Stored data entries

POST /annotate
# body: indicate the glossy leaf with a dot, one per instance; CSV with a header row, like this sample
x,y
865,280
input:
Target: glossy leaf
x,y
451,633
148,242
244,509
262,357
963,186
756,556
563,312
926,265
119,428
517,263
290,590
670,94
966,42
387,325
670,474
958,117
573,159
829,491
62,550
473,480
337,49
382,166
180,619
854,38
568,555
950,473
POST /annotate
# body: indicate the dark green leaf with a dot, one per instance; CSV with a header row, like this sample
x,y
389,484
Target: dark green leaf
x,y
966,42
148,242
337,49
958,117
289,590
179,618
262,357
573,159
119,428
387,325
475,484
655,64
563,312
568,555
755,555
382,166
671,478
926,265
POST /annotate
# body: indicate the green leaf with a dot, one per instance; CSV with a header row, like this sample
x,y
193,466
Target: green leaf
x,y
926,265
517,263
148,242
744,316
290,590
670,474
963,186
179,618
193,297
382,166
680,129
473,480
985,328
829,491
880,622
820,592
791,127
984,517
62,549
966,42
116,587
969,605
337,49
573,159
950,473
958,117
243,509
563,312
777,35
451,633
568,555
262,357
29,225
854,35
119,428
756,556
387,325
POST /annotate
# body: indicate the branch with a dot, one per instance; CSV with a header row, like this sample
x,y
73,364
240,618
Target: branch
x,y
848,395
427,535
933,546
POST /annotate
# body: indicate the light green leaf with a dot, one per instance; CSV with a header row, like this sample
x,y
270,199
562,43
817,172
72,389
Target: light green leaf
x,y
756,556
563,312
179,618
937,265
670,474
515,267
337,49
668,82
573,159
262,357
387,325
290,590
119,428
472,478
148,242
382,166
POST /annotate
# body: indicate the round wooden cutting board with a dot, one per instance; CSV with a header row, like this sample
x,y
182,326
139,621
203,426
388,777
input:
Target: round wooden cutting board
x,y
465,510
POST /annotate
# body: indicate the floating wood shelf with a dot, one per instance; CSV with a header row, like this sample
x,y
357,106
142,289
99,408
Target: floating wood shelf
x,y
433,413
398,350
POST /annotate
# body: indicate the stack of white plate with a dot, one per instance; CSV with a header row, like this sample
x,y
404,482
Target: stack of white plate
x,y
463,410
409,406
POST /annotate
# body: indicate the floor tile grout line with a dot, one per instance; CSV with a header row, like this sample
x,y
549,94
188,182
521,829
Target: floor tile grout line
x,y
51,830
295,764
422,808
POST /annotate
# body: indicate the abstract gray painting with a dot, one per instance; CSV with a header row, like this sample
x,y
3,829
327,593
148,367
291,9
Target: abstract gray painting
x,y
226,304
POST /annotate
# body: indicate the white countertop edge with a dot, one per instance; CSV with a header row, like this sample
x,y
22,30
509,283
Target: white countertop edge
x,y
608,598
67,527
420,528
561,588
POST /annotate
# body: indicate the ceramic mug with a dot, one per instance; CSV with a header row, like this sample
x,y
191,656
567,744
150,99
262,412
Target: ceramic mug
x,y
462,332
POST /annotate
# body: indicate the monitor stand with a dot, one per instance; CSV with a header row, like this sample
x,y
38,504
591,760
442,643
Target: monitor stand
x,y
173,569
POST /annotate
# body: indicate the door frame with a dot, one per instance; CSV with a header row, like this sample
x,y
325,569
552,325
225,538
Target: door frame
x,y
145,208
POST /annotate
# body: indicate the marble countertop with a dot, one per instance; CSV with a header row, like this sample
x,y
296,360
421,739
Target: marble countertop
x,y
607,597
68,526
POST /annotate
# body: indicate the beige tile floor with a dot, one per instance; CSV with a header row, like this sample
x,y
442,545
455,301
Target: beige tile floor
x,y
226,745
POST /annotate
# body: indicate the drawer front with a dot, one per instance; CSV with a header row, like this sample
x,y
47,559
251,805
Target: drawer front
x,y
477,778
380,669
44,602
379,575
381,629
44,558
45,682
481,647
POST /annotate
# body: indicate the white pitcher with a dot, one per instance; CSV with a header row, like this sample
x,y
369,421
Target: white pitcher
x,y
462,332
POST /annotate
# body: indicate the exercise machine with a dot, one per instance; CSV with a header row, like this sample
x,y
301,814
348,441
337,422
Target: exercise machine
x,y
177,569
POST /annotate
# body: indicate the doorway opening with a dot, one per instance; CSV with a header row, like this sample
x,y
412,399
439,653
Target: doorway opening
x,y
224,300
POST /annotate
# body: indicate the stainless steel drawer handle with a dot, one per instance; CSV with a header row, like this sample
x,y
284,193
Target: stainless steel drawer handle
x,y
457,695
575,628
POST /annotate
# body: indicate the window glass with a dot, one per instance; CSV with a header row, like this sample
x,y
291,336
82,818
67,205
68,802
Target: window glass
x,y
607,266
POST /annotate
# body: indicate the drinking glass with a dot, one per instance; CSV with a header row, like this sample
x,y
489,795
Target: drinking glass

**INSTRUCTIONS TO FOLLOW:** Output all of the data exactly.

**EXERCISE ANSWER:**
POST /annotate
# body: indicate the glossy leaf with a dot, one per instance; CSV with a header row, like this sample
x,y
865,280
input:
Target: glossy leaf
x,y
451,633
148,242
244,509
262,357
963,186
756,556
563,312
926,265
119,428
517,263
290,590
670,94
966,42
387,325
670,474
958,117
573,159
829,491
62,550
473,480
337,49
382,166
180,619
854,38
568,555
950,473
POST /annotate
# body: indicate the dark green leaf with a dot, one per instance; CSV with a header row, like this sample
x,y
389,484
Target: dark green leaf
x,y
966,42
148,242
337,49
958,117
289,590
179,618
262,357
573,159
119,428
387,325
475,484
655,64
563,312
568,555
755,555
382,166
671,478
926,265
POST /annotate
# body: indicate the green leaf with a dot, one per instance; CSV with a header row, like this sample
x,y
193,466
Target: green leaf
x,y
926,265
517,263
148,242
744,316
290,590
670,474
963,186
179,618
193,297
382,166
680,129
473,480
985,328
829,491
880,622
820,592
791,127
984,517
62,549
966,42
116,587
969,605
337,49
573,159
950,473
958,117
243,509
563,312
777,35
451,633
568,555
262,357
29,225
854,35
119,428
756,556
387,325
POST /annotate
# body: indicate the branch with a dot, one per instance; CSV with a header row, like this sample
x,y
73,364
240,618
Target: branch
x,y
848,395
427,535
933,546
POST /annotate
# body: indicate the light green leaf with a dot, one per instance; CSV with a header row, like this sample
x,y
270,199
562,43
817,172
72,389
Target: light green leaf
x,y
756,556
563,312
179,618
937,265
670,474
515,267
337,49
668,82
573,159
262,357
387,325
290,590
119,428
472,478
148,242
382,166
POST /annotate
# body: indicate the round wooden cutting board with a dot, one per instance; CSV with a header row, like this sample
x,y
182,326
139,621
203,426
388,777
input:
Target: round wooden cutting board
x,y
465,510
POST /annotate
# body: indicate the floating wood shelf with a dot, one per instance; CSV with a header row, like this sample
x,y
357,106
142,289
99,408
Target: floating wood shelf
x,y
433,413
398,350
POST /annotate
# body: indicate the stack of white plate with a dot, one per instance; CSV with a header row, like this sample
x,y
404,482
Target: stack of white plate
x,y
463,410
409,406
POST /annotate
# body: indicate the floor tile grout line with a dot, one per instance; CSV with a header row, like this sample
x,y
549,94
188,182
521,829
Target: floor tile grout line
x,y
51,830
295,764
422,808
POST /annotate
# body: indicate the abstract gray painting with a dot, one per instance; CSV with a header row, like this sample
x,y
3,829
327,593
148,367
291,9
Target: abstract gray painting
x,y
226,304
POST /annotate
# body: indicate the white countertop edge with a dot, one per instance; CSV with a header row, like this sample
x,y
22,30
509,283
Target: white countertop edge
x,y
608,598
67,527
420,528
561,588
POST /annotate
# body: indicate the ceramic mug with a dot, one per instance; CSV with a header row, like this sample
x,y
191,656
567,744
150,99
262,412
Target: ceramic mug
x,y
462,332
POST /annotate
# body: indicate the monitor stand with a dot, one per instance; CSV with a header row, like this sample
x,y
38,504
591,760
442,643
Target: monitor stand
x,y
173,569
POST /annotate
# body: indicate the door frame with a dot, one per instance; CSV with a header row, like this sample
x,y
325,569
552,325
225,538
Target: door frame
x,y
145,208
POST /annotate
# body: indicate the marble countertop with a dot, one per instance; CSV with a header row, like this sample
x,y
296,360
421,739
Target: marble countertop
x,y
607,597
68,526
POST /annotate
# body: indicate the beige tile floor with a dot, one per instance; CSV with a header row, like this sample
x,y
442,545
455,301
Target: beige tile floor
x,y
226,745
POST /annotate
# body: indicate the drawer front with a dot, one per instance; CSV with a header row, like this sample
x,y
47,559
251,805
Target: drawer front
x,y
477,778
380,669
44,602
379,575
381,629
44,558
45,682
481,647
POST /annotate
# body: indicate the white pitcher with a dot, one per instance; CSV with a header row, like this sample
x,y
369,421
Target: white pitcher
x,y
462,332
POST /annotate
# body: indicate the exercise machine with a dot, one per instance; CSV with a header row, like this sample
x,y
301,814
348,441
337,422
Target: exercise machine
x,y
177,569
POST /annotate
# body: indicate the doorway opening with a dot, one per instance; CSV with a header row, like this sample
x,y
412,399
439,653
Target: doorway opening
x,y
224,300
POST /annotate
# body: indicate the stainless steel drawer handle with a dot, one per instance; CSV with a header row, like this sample
x,y
284,193
Target: stainless steel drawer handle
x,y
457,695
575,628
POST /annotate
# body: indicate the window glass with a dot, one per instance; CSV with a header row, like this sample
x,y
291,336
82,818
67,205
68,802
Target: window glass
x,y
607,266
POST /annotate
# body: indicate the drinking glass with a dot, one per instance; CSV with a header row, like this sample
x,y
489,795
Target: drinking glass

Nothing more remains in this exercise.